◆ **What you should do**:
Begin at the line containing "pant in the picture." in the data below and go on through the line containing "shrub in the picture.", repeating each line exactly; include both ends and no other line.

◆ **Supplied data**:

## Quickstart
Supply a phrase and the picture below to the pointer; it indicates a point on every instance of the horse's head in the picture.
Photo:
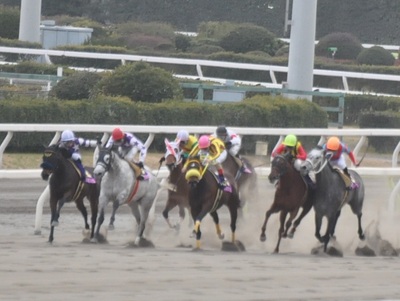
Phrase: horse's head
(279, 166)
(171, 156)
(103, 162)
(50, 161)
(194, 172)
(315, 161)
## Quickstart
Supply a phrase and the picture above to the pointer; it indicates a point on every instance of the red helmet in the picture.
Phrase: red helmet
(117, 134)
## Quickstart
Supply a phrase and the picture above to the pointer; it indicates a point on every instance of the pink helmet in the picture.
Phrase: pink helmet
(204, 142)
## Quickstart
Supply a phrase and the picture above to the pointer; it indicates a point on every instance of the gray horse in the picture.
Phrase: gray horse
(331, 194)
(120, 186)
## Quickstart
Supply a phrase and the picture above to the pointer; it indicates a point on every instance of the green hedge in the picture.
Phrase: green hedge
(261, 111)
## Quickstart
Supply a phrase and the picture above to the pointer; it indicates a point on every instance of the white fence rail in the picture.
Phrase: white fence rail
(105, 131)
(201, 63)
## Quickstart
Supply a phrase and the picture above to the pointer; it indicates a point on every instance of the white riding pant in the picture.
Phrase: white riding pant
(234, 150)
(341, 162)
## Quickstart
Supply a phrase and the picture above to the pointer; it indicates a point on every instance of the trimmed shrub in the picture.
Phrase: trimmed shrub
(376, 55)
(348, 46)
(79, 85)
(141, 82)
(247, 38)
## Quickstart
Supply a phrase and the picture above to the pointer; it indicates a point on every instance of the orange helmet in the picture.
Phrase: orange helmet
(204, 142)
(333, 144)
(117, 134)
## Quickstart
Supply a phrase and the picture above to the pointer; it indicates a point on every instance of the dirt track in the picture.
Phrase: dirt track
(32, 269)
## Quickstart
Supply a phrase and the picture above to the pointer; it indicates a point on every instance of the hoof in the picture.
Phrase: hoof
(232, 247)
(334, 252)
(141, 243)
(365, 251)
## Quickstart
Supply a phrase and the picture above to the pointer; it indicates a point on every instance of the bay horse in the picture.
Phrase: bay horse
(206, 196)
(66, 186)
(120, 186)
(291, 194)
(331, 194)
(246, 182)
(178, 188)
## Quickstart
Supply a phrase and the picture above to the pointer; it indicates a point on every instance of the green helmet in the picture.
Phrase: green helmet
(290, 140)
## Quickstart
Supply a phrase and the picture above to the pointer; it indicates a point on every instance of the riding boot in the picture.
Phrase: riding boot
(310, 183)
(243, 166)
(354, 185)
(222, 180)
(78, 164)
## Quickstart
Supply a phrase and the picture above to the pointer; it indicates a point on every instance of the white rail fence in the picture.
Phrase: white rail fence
(271, 69)
(105, 130)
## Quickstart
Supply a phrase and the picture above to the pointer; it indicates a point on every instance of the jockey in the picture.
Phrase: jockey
(233, 143)
(186, 143)
(293, 146)
(71, 144)
(335, 150)
(128, 145)
(212, 151)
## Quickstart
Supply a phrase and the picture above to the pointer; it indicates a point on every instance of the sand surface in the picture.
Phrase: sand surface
(32, 269)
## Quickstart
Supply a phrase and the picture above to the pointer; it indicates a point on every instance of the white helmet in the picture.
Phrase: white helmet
(182, 135)
(67, 135)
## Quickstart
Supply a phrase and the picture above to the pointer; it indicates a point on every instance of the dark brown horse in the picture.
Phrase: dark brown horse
(290, 195)
(66, 186)
(246, 181)
(178, 188)
(206, 196)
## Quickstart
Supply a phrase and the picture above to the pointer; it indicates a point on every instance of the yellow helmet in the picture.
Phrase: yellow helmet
(290, 140)
(333, 144)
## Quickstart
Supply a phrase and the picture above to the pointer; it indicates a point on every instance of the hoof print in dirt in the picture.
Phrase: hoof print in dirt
(233, 247)
(365, 251)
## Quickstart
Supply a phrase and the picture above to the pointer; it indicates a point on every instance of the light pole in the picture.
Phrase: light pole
(29, 22)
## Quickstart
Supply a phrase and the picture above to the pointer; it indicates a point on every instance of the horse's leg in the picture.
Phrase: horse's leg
(168, 207)
(112, 218)
(81, 207)
(217, 225)
(233, 210)
(318, 223)
(306, 208)
(282, 218)
(273, 209)
(53, 208)
(332, 230)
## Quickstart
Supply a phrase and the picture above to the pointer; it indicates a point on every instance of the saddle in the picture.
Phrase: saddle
(140, 174)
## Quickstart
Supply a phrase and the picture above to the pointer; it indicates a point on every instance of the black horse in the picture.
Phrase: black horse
(206, 196)
(66, 186)
(331, 194)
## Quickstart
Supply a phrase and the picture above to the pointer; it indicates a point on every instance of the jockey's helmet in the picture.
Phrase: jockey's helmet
(222, 131)
(117, 134)
(204, 142)
(290, 140)
(333, 144)
(182, 135)
(67, 135)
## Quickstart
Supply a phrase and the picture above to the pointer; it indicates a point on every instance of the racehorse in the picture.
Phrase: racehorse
(178, 191)
(331, 194)
(291, 194)
(66, 186)
(120, 186)
(206, 196)
(246, 182)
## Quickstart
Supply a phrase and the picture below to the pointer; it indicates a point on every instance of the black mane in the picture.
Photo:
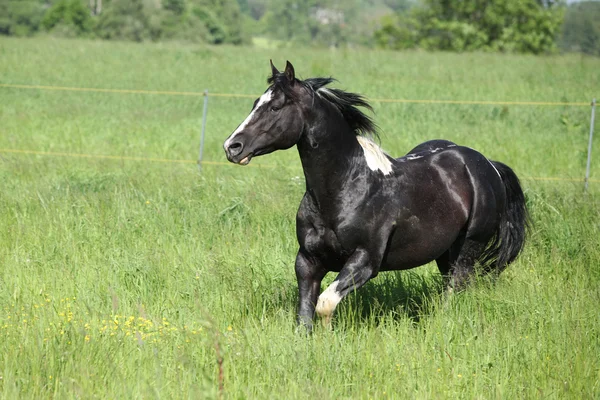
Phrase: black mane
(345, 102)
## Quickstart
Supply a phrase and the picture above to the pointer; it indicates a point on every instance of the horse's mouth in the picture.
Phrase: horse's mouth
(245, 160)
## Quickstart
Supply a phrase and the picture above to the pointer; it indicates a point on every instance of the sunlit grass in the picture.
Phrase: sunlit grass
(129, 279)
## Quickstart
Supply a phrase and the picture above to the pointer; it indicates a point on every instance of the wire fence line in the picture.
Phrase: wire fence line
(205, 94)
(238, 95)
(218, 163)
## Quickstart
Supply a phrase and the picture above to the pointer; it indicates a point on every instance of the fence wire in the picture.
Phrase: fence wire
(217, 163)
(381, 100)
(237, 95)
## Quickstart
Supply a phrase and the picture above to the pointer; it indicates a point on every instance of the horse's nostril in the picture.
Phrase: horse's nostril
(235, 148)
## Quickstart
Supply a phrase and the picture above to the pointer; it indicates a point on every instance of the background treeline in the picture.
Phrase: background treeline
(524, 26)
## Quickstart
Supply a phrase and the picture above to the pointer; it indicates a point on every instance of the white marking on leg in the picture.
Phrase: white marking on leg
(265, 98)
(375, 156)
(328, 301)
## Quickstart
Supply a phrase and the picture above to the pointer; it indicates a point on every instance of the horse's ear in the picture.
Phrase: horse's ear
(289, 72)
(274, 70)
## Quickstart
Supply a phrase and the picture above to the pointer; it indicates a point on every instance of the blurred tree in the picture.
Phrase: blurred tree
(70, 17)
(581, 30)
(20, 18)
(525, 26)
(123, 20)
(223, 20)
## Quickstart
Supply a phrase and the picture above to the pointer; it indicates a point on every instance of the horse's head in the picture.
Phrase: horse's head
(275, 122)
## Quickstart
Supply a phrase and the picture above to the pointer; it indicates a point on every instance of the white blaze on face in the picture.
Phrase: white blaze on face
(375, 156)
(265, 98)
(328, 301)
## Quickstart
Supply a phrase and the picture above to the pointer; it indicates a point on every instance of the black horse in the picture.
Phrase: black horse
(364, 211)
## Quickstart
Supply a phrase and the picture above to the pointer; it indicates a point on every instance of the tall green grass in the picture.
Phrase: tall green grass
(128, 279)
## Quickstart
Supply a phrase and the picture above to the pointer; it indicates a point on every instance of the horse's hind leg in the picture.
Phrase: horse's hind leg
(446, 261)
(464, 268)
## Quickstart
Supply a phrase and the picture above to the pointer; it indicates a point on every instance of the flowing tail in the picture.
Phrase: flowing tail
(512, 232)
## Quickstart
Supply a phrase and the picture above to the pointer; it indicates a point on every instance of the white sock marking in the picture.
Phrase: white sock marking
(265, 98)
(375, 156)
(328, 301)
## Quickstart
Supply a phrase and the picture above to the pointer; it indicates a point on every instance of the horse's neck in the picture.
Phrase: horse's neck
(329, 153)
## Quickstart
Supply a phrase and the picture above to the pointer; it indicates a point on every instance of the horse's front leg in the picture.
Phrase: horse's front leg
(309, 273)
(359, 268)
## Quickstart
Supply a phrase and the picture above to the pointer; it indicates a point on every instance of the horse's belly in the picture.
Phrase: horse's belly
(410, 252)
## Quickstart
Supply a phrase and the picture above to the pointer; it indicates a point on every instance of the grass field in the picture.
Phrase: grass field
(131, 279)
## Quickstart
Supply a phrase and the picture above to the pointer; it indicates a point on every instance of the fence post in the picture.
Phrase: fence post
(587, 168)
(204, 111)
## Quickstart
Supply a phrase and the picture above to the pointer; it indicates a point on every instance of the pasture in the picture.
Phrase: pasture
(147, 279)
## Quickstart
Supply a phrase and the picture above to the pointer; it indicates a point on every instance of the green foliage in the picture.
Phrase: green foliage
(20, 17)
(204, 261)
(210, 21)
(72, 17)
(581, 30)
(523, 26)
(123, 20)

◆ **Result of the exercise**:
Supply a phrase and the picture above to the pointer; it indicates a point on every instance of the white riding pant in the picture.
Phrase: white riding pant
(234, 150)
(341, 162)
## Quickstart
Supply a phrase and the picture above to the pointer; it indicates a point on every instance of the trimmed shrub in the picture.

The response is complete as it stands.